◆ Passage provided:
Start of Block

New Relic aims to be your dashboard of the future

Promises to keep private and public and cloud software in synch

new relic ceo lew cirne2
New Relic

In Lew Cirne's view, all companies are now software companies and understanding how your software is treating your customers is key to business success. Cirne is the founder and CEO of New Relic, a cloud-based provider of application management tools. In this CEO Interview Series conversation with IDG Chief Content Officer John Gallant, Cirne explained how New Relic gets IT and business execs on the same page in improving operations and customer experience, and he described the company's new tools for keeping highly virtualized private and public infrastructure in synch. He also talked about a 'unique' pricing scheme that recognizes the dynamic nature of computing today, and outlined why existing management tool vendors have a long way to go to catch up with New Relic.

What hard problems do you solve for customers in this cloud world?

The primary thing driving cloud is that businesses are becoming software businesses. Software is becoming the lifeblood of companies. One of our larger customers is GE, which is well known and advertising itself as becoming a software business. We also feel that digital is different from traditional software. It is a team sport that involves not only developers and traditional IT but also DevOps and, increasingly, business people. They all need a first, best place to look to understand everything about their software: How customers are using that software, what is the customer experience and what is the customer activity in that software that drives business outcomes? If all of these stakeholders are on the same page, using the same platform to watch their software in real time, that turns into digital success and business success. At New Relic, our mission is to be the first, best place to look to understand your digital business and we do that for 14,000 customers today.

End of Block

Referring-expression pointing data:
Start of Block

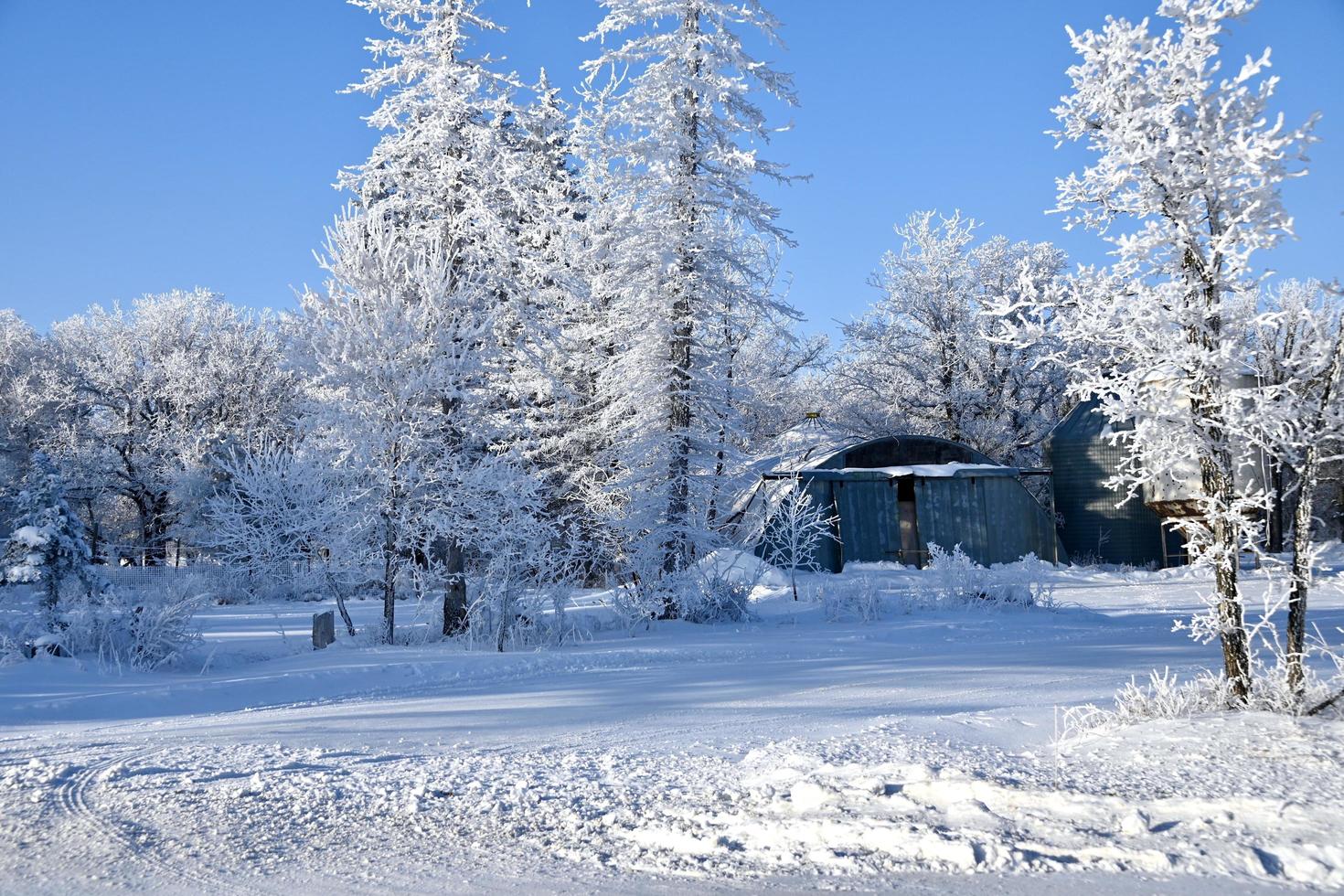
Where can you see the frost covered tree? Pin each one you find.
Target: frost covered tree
(380, 352)
(923, 359)
(1186, 185)
(795, 531)
(48, 544)
(672, 131)
(1298, 344)
(459, 189)
(283, 512)
(143, 397)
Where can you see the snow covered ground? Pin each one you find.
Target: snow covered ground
(915, 752)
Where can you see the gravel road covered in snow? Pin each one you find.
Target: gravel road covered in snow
(788, 752)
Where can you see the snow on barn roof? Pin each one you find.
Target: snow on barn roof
(923, 470)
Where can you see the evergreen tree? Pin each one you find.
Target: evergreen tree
(48, 544)
(674, 144)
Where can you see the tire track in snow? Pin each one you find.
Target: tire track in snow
(142, 845)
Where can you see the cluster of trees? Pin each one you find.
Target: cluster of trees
(551, 336)
(549, 340)
(1229, 384)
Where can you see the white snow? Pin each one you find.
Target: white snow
(933, 470)
(785, 752)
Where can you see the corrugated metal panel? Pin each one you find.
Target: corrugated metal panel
(869, 523)
(994, 518)
(1083, 460)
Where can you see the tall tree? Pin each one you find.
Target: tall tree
(677, 146)
(925, 357)
(1186, 182)
(451, 177)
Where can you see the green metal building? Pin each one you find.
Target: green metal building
(1083, 454)
(895, 496)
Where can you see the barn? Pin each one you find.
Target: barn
(895, 496)
(1097, 524)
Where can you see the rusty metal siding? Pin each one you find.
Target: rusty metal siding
(869, 518)
(994, 518)
(1098, 523)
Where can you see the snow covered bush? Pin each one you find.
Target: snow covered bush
(142, 632)
(715, 598)
(795, 531)
(955, 575)
(958, 579)
(1167, 696)
(849, 600)
(48, 544)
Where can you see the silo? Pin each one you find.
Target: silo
(1081, 453)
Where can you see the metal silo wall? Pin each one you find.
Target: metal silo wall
(1132, 532)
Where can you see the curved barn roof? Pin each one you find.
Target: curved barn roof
(905, 450)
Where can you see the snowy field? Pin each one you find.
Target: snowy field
(918, 752)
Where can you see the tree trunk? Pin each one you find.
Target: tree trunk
(454, 589)
(1221, 489)
(389, 583)
(1275, 518)
(1303, 520)
(1301, 574)
(683, 324)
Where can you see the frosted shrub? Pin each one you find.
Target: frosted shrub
(1026, 581)
(709, 598)
(958, 579)
(849, 601)
(143, 632)
(955, 575)
(1166, 696)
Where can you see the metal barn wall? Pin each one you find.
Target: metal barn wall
(869, 526)
(1093, 527)
(992, 517)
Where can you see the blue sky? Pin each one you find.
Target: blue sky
(159, 144)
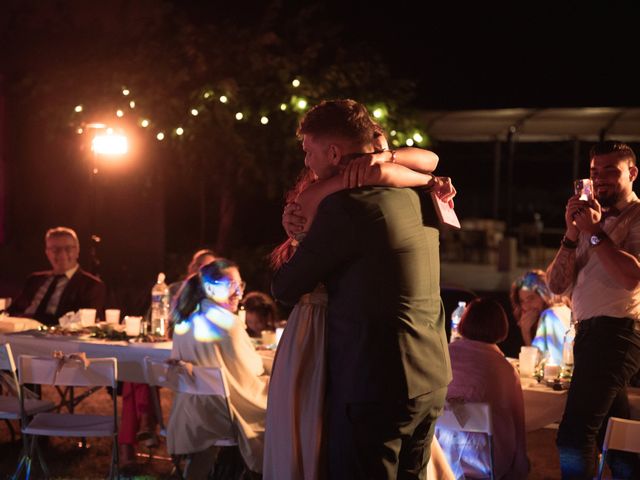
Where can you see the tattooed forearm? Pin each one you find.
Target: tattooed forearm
(561, 272)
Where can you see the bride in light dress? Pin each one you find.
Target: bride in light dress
(294, 447)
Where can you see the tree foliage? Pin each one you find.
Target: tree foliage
(229, 174)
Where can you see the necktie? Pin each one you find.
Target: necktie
(42, 307)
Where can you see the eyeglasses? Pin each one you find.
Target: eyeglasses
(57, 250)
(221, 289)
(237, 288)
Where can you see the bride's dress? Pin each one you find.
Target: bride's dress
(296, 395)
(295, 404)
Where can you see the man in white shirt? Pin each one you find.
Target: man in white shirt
(598, 264)
(48, 295)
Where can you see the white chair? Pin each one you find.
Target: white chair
(622, 434)
(469, 417)
(10, 400)
(201, 381)
(67, 372)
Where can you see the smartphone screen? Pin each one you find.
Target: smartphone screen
(584, 188)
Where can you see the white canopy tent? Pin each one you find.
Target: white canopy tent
(510, 126)
(534, 125)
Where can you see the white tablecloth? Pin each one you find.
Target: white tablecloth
(130, 355)
(17, 324)
(544, 406)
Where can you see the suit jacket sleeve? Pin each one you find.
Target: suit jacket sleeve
(328, 245)
(23, 300)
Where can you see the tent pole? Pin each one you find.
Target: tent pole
(576, 157)
(497, 154)
(511, 143)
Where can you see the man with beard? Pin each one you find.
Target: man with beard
(598, 264)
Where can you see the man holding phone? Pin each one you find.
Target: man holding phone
(598, 264)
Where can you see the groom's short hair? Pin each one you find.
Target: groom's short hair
(346, 118)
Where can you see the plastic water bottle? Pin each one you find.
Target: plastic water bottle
(455, 320)
(567, 351)
(160, 307)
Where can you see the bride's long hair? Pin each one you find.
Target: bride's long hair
(283, 252)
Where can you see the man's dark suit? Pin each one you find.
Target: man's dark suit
(387, 347)
(83, 291)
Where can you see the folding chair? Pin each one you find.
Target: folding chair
(68, 372)
(622, 434)
(10, 399)
(200, 381)
(469, 417)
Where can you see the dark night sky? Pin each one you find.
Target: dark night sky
(487, 55)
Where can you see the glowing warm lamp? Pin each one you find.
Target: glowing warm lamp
(110, 144)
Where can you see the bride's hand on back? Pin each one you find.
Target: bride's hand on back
(292, 220)
(361, 170)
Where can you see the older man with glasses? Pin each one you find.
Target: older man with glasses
(48, 295)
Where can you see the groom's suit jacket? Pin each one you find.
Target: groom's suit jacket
(376, 250)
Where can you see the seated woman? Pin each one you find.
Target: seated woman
(482, 374)
(261, 313)
(208, 333)
(543, 317)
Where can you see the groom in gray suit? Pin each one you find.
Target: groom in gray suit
(376, 250)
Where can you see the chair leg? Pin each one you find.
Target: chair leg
(43, 464)
(603, 457)
(12, 431)
(25, 460)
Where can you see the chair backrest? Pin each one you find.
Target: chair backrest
(622, 434)
(6, 358)
(202, 380)
(467, 417)
(100, 372)
(8, 363)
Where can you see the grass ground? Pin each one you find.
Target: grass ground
(67, 461)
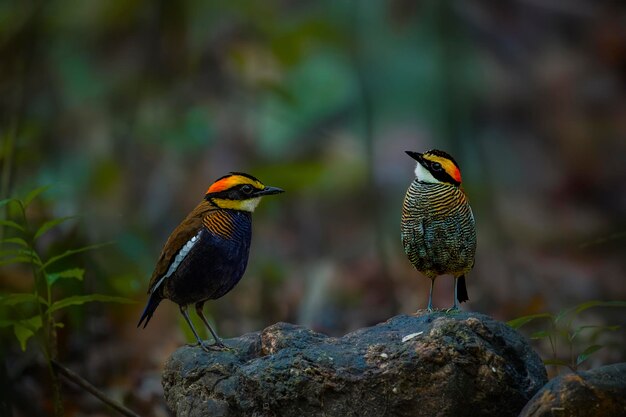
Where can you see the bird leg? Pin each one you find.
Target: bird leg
(430, 295)
(218, 341)
(455, 306)
(183, 310)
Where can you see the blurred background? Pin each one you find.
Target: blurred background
(130, 109)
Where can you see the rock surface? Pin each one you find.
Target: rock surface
(427, 364)
(599, 392)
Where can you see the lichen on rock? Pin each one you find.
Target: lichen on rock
(426, 364)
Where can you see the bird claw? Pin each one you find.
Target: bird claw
(215, 347)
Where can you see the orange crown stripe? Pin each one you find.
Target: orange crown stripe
(231, 181)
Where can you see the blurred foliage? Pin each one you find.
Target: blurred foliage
(132, 108)
(561, 329)
(34, 313)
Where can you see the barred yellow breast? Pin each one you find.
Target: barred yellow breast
(438, 231)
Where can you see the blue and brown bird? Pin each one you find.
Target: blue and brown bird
(207, 254)
(438, 229)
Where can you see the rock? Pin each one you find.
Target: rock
(427, 364)
(599, 392)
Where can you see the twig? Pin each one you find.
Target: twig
(84, 384)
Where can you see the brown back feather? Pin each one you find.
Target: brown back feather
(187, 229)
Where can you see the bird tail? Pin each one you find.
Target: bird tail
(153, 303)
(461, 289)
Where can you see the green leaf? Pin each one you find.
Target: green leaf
(21, 260)
(25, 329)
(598, 328)
(76, 273)
(20, 298)
(542, 334)
(71, 252)
(15, 240)
(81, 299)
(50, 224)
(587, 352)
(556, 362)
(33, 194)
(7, 201)
(7, 322)
(520, 321)
(10, 223)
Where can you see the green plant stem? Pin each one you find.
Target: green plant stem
(49, 331)
(84, 384)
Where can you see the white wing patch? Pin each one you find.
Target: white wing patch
(182, 253)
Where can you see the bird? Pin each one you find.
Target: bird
(207, 253)
(438, 230)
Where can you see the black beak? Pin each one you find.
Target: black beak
(269, 191)
(415, 155)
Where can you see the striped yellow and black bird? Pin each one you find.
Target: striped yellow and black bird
(438, 229)
(207, 254)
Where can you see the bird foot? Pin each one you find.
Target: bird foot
(214, 347)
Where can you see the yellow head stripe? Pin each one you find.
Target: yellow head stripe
(446, 164)
(232, 181)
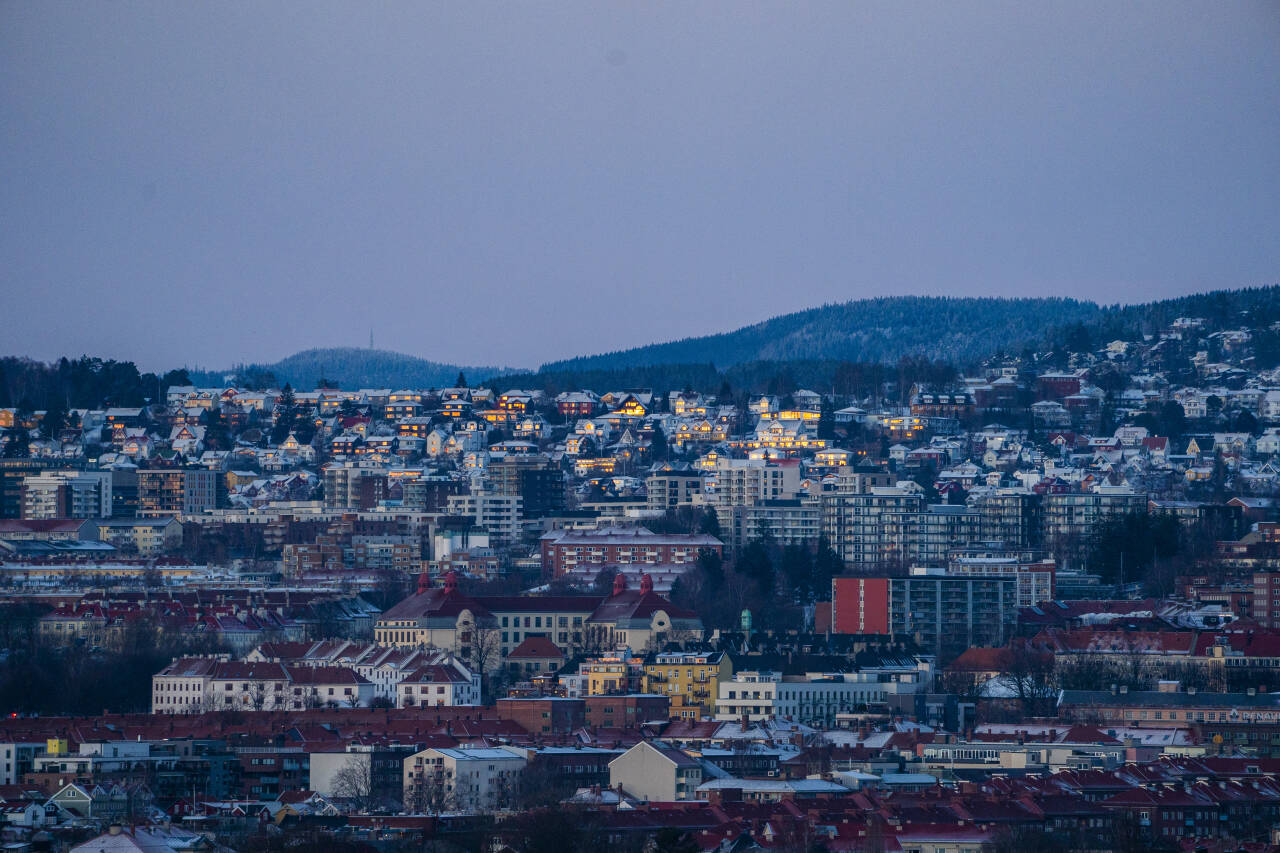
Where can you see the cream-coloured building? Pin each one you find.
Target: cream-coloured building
(690, 680)
(484, 629)
(462, 780)
(656, 774)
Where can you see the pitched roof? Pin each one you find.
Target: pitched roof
(536, 647)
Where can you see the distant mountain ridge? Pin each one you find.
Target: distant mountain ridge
(878, 331)
(353, 368)
(874, 331)
(956, 329)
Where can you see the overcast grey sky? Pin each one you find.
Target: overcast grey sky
(219, 182)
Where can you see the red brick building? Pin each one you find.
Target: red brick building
(859, 605)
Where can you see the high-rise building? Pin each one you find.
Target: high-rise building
(67, 495)
(12, 473)
(177, 491)
(944, 612)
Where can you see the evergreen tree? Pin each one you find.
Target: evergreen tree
(286, 413)
(53, 422)
(658, 448)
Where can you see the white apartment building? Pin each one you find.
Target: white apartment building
(67, 495)
(498, 514)
(813, 698)
(743, 482)
(464, 780)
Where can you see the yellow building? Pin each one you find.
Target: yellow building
(612, 674)
(690, 680)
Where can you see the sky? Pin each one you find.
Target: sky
(211, 183)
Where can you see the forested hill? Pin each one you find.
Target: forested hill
(958, 331)
(348, 368)
(871, 331)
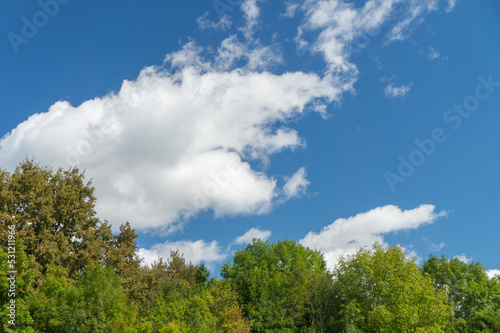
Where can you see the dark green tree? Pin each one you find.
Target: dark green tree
(383, 291)
(476, 297)
(275, 284)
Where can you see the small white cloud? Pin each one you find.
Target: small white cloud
(393, 91)
(492, 273)
(433, 53)
(251, 13)
(345, 236)
(414, 17)
(296, 185)
(195, 252)
(256, 233)
(437, 248)
(451, 5)
(205, 23)
(290, 10)
(463, 258)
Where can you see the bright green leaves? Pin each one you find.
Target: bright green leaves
(382, 291)
(274, 282)
(476, 298)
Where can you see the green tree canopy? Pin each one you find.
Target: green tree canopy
(476, 297)
(274, 283)
(383, 291)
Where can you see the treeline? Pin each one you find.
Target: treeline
(75, 275)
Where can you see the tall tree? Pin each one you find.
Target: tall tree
(476, 297)
(383, 291)
(274, 283)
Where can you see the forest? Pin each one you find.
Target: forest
(64, 270)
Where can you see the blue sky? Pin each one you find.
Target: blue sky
(333, 123)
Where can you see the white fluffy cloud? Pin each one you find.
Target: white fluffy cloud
(296, 185)
(393, 91)
(345, 236)
(172, 143)
(451, 5)
(463, 258)
(178, 141)
(433, 53)
(492, 273)
(195, 252)
(248, 236)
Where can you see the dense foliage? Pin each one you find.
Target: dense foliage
(75, 275)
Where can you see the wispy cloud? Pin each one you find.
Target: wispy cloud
(345, 236)
(393, 91)
(195, 252)
(204, 22)
(492, 273)
(297, 184)
(256, 233)
(176, 142)
(463, 258)
(437, 247)
(451, 5)
(433, 53)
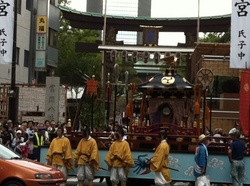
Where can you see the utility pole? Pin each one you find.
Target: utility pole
(13, 111)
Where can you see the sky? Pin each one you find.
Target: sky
(174, 9)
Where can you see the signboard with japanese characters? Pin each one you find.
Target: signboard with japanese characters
(240, 34)
(41, 41)
(40, 64)
(52, 98)
(41, 26)
(6, 30)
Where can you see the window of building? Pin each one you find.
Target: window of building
(53, 2)
(52, 38)
(29, 5)
(17, 55)
(19, 6)
(26, 58)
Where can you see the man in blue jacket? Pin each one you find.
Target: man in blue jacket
(201, 154)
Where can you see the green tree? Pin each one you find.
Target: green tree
(74, 67)
(216, 37)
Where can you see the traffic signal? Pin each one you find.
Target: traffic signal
(156, 57)
(113, 54)
(134, 56)
(146, 56)
(124, 56)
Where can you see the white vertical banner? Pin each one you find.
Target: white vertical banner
(6, 30)
(52, 98)
(240, 34)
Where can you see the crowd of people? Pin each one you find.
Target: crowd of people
(25, 139)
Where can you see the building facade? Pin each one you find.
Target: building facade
(26, 42)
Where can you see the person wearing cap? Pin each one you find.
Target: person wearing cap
(201, 155)
(159, 162)
(86, 158)
(17, 140)
(38, 141)
(6, 136)
(119, 158)
(236, 152)
(59, 153)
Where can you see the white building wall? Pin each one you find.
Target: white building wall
(23, 34)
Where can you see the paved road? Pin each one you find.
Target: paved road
(72, 181)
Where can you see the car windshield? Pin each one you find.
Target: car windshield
(6, 153)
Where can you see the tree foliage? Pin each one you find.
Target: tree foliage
(74, 67)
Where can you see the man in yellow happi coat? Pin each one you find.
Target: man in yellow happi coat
(119, 159)
(159, 162)
(59, 154)
(86, 158)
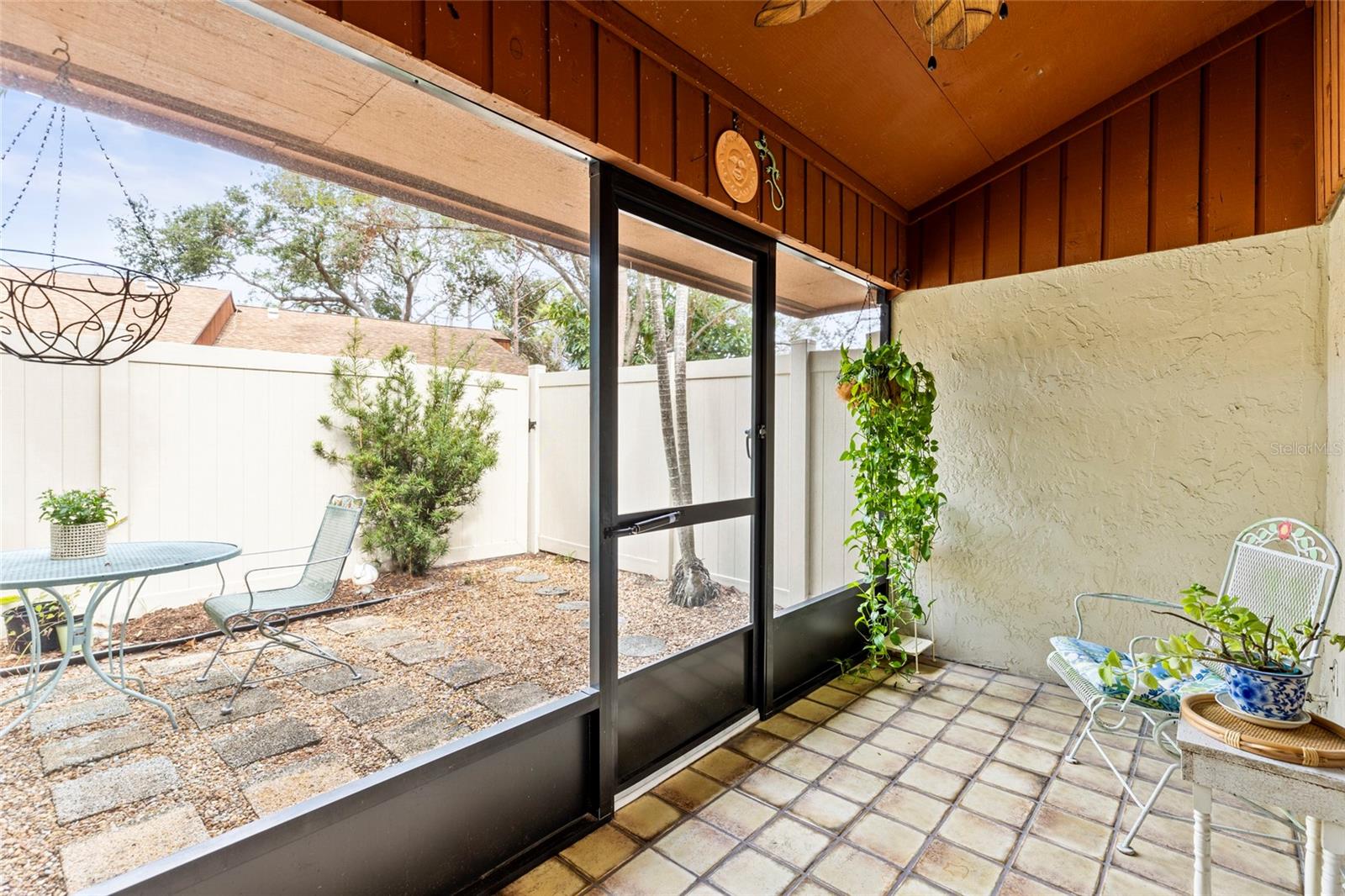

End of Block

◆ List of tasks:
A – From the New Relic interview, list the groups that Cirne says are involved in the "team sport" of digital software.
B – According to the New Relic interview, why should all stakeholders use the same platform to watch their software in real time?
C – Pick up the interview with the New Relic CEO after its final sentence and continue it.

◆ Written answers:
A – Developers, traditional IT, DevOps, and business people.

B – When all stakeholders are on the same page and use the same platform to watch their software in real time, the result is digital success and business success.

C –
New Relic uses the phrase 'full stack visibility.' I want to understand exactly what that means for customers.

The application stack has changed dramatically, particularly in the last five years, as customers have moved from monolithic applications running predominately in Java or .NET to multiple programming languages running in containers, often in the cloud, and many microservices. The stack has changed and gotten a lot more complex and dynamic. We see containers that have lifespans of minutes in production where, historically, servers would run for years and the same process would run for months. We have more dynamic and interconnected application environments. It's more important than ever to capture everything about what’s going on in the software and the related infrastructure in real time and then to be able to make sense of it in a way that allows people to quickly understand whether there are health problems in that software and, if so, how to diagnose them. Beyond that, helping them understand the customer experience.

Sticking with that full stack visibility, what can you look at that a traditional application performance management tool wouldn't be able to?

Traditional application performance management tools have been very focused on one or two programming languages and they don't typically address other languages like JavaScript, Node, Python or Ruby. We see increasing heterogeneity in languages. You also need to go deep into the browser and to see when a page load takes seven seconds. Often, that can be not only the software you provide on your server but all these other services on the web doing ad tracking or other things. They can be impacting your customer experience. [You must] be able to track the depth of visibility in the browser and then going deep into the mobile device, which is the new front door of the business. Recently, we announced a new approach to infrastructure monitoring particularly well-suited for cloud deployments where we can track in real time the state and configuration of every virtual host running in your environment. We can instantly tell when you've got a variance in configuration or a change on an instance and then correlate that with the application health. We believe that all belongs in the same platform and in the same view that we provide.

How is the SaaS-based approach you take to APM superior to on-premises APM?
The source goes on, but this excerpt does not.